> **Required work**: Edit the lines starting at the one containing "of the foliage" and ending at the end of the rows, replacing "foliage" with "greenery" and leaving everything else unchanged. Give back only those lines.
>>>>>
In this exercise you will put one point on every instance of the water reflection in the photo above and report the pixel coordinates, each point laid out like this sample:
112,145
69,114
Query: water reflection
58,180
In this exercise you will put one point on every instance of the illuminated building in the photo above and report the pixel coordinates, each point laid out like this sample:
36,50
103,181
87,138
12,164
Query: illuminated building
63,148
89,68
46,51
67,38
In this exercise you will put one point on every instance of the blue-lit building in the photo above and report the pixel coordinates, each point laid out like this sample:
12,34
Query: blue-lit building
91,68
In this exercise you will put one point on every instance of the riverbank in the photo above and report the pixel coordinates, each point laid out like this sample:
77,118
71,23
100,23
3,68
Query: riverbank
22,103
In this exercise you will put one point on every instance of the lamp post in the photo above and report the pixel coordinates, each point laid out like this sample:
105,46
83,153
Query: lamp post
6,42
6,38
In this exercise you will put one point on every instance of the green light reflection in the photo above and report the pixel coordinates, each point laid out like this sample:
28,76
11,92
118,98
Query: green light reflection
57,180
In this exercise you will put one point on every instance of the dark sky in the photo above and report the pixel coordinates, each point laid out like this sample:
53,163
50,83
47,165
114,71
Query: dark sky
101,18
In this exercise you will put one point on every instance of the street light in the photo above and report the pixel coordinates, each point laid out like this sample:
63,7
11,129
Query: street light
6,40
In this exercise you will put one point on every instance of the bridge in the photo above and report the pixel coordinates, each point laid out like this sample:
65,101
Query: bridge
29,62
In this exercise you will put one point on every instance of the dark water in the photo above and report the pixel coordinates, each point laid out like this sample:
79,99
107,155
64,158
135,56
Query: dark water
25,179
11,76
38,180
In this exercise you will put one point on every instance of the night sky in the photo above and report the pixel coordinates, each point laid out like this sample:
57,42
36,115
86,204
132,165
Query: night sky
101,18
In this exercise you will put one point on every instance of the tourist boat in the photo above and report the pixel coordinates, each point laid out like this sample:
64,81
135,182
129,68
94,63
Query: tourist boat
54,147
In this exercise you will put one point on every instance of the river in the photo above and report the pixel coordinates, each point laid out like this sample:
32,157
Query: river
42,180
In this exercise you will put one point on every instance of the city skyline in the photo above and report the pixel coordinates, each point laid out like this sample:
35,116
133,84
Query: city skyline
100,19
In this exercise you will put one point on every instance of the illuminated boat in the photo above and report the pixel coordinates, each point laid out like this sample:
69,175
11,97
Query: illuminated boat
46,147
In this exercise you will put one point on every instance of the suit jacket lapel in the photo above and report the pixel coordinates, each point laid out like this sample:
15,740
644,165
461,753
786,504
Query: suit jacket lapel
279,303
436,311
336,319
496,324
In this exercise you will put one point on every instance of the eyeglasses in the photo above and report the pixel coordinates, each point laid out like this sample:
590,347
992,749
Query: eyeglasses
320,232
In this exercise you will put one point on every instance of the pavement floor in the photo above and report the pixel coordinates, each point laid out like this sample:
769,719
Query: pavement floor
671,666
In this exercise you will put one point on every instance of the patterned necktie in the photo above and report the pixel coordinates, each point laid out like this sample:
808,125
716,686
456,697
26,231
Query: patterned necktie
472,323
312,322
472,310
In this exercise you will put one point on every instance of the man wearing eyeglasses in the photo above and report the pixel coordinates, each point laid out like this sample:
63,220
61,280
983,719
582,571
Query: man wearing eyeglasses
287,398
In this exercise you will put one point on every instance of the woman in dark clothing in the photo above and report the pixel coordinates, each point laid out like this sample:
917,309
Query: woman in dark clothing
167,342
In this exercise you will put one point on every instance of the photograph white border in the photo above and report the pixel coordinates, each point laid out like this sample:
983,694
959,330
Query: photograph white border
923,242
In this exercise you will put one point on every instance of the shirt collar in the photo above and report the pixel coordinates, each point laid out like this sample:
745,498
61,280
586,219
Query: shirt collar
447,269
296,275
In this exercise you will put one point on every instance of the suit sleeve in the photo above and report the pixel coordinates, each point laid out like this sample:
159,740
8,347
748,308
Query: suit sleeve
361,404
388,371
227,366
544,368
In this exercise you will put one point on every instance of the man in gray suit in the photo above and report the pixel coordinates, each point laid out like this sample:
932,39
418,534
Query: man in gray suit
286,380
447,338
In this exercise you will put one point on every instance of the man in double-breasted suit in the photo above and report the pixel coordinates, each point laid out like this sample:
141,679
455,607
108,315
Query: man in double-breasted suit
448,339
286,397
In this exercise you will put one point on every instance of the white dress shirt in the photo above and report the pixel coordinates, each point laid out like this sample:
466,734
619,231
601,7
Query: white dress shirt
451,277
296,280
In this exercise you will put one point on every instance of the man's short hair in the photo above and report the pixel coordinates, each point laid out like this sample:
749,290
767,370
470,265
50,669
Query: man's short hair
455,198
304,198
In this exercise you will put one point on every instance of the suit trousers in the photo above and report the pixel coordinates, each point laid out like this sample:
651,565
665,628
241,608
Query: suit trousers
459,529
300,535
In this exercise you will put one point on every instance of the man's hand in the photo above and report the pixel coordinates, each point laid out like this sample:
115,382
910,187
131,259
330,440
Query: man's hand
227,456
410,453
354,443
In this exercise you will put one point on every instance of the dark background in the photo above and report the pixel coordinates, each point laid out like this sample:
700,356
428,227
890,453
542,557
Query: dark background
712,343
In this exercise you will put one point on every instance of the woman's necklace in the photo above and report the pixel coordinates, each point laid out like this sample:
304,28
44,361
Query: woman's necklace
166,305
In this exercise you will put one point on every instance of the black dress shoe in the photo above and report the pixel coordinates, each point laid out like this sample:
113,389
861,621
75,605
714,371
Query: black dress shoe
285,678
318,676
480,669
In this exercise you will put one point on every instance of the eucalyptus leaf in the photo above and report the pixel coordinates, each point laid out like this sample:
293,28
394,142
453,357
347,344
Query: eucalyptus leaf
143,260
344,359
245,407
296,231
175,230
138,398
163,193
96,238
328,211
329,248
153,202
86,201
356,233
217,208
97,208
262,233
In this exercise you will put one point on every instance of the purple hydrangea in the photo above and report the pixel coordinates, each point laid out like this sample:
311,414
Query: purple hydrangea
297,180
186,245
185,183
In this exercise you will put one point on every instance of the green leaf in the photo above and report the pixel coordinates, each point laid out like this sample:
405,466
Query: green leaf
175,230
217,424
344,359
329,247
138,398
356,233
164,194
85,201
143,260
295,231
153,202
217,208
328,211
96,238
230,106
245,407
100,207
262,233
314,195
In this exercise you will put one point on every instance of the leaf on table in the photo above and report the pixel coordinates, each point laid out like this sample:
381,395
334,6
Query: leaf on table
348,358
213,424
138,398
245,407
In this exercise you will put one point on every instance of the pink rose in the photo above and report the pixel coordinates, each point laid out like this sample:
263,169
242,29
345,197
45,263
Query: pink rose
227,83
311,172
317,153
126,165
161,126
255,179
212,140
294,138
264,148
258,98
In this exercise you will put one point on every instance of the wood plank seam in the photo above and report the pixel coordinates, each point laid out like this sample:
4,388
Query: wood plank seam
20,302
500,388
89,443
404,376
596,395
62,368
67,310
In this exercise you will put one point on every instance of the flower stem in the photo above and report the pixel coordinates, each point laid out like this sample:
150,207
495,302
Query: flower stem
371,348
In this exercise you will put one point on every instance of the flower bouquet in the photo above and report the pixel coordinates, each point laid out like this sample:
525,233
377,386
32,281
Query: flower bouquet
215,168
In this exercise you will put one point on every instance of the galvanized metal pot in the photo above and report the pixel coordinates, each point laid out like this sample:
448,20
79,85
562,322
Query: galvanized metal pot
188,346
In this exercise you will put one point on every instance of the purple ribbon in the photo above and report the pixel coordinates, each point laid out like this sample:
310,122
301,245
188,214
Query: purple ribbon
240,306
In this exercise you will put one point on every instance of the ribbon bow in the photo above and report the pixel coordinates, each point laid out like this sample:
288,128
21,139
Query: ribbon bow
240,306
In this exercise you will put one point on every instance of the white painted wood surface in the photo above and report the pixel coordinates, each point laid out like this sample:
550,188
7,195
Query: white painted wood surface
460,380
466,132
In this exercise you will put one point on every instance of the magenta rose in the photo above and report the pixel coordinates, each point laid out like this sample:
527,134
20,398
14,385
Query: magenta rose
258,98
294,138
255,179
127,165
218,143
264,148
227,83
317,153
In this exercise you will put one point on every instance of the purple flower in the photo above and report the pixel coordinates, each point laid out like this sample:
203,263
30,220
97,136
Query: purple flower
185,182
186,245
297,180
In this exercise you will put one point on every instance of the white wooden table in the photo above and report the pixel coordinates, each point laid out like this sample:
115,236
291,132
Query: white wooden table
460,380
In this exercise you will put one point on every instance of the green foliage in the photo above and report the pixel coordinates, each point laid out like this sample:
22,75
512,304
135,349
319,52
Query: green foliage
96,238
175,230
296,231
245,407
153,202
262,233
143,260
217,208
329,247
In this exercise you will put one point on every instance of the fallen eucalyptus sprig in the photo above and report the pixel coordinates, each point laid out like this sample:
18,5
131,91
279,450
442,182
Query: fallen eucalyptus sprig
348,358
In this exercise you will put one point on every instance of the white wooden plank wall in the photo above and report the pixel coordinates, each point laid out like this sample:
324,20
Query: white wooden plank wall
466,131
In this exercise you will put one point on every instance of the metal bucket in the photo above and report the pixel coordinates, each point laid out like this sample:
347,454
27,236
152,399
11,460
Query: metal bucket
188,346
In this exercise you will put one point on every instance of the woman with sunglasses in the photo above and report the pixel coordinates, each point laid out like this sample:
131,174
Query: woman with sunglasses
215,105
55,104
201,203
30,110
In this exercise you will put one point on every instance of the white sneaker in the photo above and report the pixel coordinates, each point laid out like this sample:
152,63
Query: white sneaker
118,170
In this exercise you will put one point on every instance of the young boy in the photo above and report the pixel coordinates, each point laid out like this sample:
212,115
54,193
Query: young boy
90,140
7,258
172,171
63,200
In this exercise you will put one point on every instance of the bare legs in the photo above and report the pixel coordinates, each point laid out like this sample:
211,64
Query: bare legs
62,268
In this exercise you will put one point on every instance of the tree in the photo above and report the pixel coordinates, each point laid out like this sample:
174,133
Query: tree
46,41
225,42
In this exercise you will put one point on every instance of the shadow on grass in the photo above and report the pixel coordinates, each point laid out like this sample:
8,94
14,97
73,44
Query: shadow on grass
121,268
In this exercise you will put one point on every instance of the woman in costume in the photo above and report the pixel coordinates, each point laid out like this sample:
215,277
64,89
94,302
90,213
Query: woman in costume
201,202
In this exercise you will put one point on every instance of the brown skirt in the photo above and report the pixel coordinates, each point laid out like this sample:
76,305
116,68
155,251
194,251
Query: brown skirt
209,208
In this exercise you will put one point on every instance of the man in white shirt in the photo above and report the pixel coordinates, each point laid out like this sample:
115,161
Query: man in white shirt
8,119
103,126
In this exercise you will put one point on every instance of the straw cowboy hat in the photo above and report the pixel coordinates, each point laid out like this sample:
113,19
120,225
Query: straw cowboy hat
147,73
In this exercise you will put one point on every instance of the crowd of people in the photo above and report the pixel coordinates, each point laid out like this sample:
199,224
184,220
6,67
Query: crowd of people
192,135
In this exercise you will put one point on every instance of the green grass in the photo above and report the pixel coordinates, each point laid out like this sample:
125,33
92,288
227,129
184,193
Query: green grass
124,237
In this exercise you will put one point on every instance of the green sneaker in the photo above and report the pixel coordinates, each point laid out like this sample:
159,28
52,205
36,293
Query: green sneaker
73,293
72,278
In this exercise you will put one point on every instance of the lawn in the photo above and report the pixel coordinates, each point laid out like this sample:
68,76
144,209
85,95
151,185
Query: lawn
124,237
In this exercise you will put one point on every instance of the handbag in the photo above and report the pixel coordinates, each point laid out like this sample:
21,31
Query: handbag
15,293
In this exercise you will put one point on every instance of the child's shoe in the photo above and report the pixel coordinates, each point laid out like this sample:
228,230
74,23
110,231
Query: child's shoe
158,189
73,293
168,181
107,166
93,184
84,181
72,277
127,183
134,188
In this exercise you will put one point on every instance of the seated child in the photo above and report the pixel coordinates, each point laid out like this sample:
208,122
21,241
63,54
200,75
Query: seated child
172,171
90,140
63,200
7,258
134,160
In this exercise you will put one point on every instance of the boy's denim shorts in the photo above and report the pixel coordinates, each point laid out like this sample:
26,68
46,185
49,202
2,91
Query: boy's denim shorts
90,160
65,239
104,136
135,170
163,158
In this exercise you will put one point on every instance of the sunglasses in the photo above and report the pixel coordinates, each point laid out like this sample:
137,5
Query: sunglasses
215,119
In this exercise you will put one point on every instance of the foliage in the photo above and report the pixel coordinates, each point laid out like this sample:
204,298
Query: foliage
<<<<<
> **Solved problem**:
In this exercise you will put one point on every instance of the greenery in the photo above and report the pixel coordinates, each point laid out like this sample:
204,298
Query: greenery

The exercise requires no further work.